> _WRITTEN TASK_:
Please show every line of the entries below that contains the word "moon", copied in full. Matching is case-sensitive.

> _STORED RECORDS_:
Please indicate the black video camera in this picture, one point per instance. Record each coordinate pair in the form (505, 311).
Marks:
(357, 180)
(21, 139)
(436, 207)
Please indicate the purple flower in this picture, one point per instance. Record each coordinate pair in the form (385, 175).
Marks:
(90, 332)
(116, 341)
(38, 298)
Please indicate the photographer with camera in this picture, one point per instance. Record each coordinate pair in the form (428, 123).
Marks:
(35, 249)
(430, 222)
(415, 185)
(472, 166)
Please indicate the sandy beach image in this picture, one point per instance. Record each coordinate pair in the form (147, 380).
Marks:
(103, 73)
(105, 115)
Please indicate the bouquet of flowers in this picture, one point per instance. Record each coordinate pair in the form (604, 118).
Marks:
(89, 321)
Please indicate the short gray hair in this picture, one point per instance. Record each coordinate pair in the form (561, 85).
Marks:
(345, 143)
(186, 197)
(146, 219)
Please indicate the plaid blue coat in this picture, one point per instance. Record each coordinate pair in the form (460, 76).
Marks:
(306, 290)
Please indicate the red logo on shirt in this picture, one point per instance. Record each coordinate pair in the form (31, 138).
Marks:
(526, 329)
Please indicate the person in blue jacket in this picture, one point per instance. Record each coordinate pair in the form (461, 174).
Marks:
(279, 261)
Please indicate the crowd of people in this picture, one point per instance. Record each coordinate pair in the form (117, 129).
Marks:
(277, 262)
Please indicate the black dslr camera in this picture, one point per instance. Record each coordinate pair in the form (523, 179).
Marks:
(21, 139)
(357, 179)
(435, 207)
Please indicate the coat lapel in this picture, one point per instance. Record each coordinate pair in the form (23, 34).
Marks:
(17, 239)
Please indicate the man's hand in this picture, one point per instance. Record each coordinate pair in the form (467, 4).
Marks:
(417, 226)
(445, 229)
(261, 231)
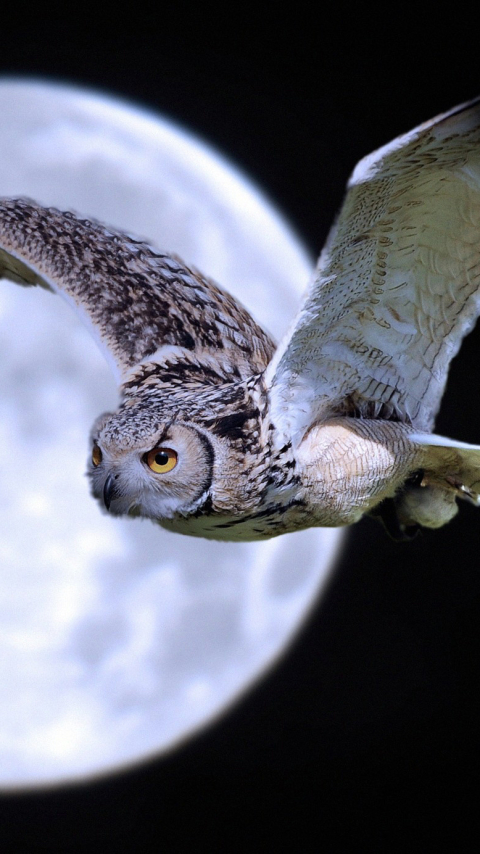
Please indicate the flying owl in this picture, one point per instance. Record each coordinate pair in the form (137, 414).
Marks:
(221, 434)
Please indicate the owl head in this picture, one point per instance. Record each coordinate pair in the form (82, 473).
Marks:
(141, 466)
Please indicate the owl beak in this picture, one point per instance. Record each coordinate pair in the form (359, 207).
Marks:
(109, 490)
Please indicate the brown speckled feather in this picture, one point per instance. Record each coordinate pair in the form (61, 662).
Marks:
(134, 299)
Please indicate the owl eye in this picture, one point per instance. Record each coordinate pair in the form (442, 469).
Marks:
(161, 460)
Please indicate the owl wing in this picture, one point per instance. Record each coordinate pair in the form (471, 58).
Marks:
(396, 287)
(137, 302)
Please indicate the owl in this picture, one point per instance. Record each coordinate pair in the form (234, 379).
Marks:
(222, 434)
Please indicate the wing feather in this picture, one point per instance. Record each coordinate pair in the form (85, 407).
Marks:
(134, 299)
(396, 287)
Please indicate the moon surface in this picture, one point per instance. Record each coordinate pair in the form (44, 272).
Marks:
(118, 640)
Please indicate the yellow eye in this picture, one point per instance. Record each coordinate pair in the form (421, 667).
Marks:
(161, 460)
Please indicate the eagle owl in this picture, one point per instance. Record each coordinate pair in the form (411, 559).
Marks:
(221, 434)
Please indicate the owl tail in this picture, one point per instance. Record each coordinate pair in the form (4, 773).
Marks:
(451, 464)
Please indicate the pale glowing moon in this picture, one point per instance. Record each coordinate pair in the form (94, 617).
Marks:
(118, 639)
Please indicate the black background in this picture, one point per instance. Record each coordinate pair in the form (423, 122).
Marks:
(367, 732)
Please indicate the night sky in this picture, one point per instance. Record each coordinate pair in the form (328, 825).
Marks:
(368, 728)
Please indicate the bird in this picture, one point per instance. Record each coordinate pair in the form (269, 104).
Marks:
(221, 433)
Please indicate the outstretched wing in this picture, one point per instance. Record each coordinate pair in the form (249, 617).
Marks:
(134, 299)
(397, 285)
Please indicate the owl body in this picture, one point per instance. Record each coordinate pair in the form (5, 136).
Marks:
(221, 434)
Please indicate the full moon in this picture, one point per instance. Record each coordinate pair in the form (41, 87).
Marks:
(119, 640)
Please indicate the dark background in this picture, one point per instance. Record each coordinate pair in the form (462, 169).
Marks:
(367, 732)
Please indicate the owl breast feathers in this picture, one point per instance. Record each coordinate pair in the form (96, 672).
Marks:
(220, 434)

==

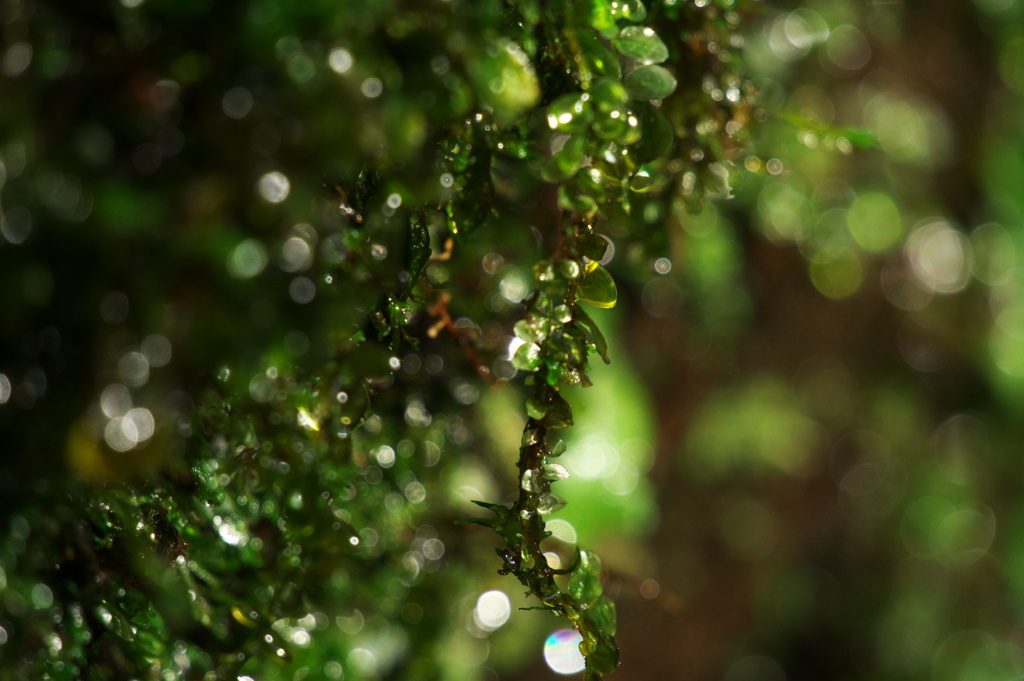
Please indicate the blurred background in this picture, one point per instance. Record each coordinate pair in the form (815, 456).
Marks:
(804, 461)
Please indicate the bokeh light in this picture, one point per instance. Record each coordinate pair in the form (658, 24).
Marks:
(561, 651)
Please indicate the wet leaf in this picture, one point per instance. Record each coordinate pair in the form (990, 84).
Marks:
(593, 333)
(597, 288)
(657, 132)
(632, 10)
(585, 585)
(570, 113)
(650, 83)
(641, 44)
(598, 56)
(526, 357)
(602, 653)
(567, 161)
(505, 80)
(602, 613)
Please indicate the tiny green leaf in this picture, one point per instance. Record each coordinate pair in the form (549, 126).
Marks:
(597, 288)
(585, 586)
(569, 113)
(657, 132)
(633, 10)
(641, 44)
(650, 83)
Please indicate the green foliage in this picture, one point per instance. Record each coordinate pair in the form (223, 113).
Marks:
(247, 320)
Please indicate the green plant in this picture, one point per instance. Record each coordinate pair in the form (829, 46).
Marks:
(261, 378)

> _WRITTEN SOLUTION_:
Please indicate the moon surface in this picture, one point per instance. Record each coordinate pair in the form (44, 272).
Please indicate the pale glowing moon in this picture, one point per instance. Record each coordinate pair in the form (94, 617).
Please indicate the full moon in this picture, one point per instance. Record each coordinate pair in the form (41, 87).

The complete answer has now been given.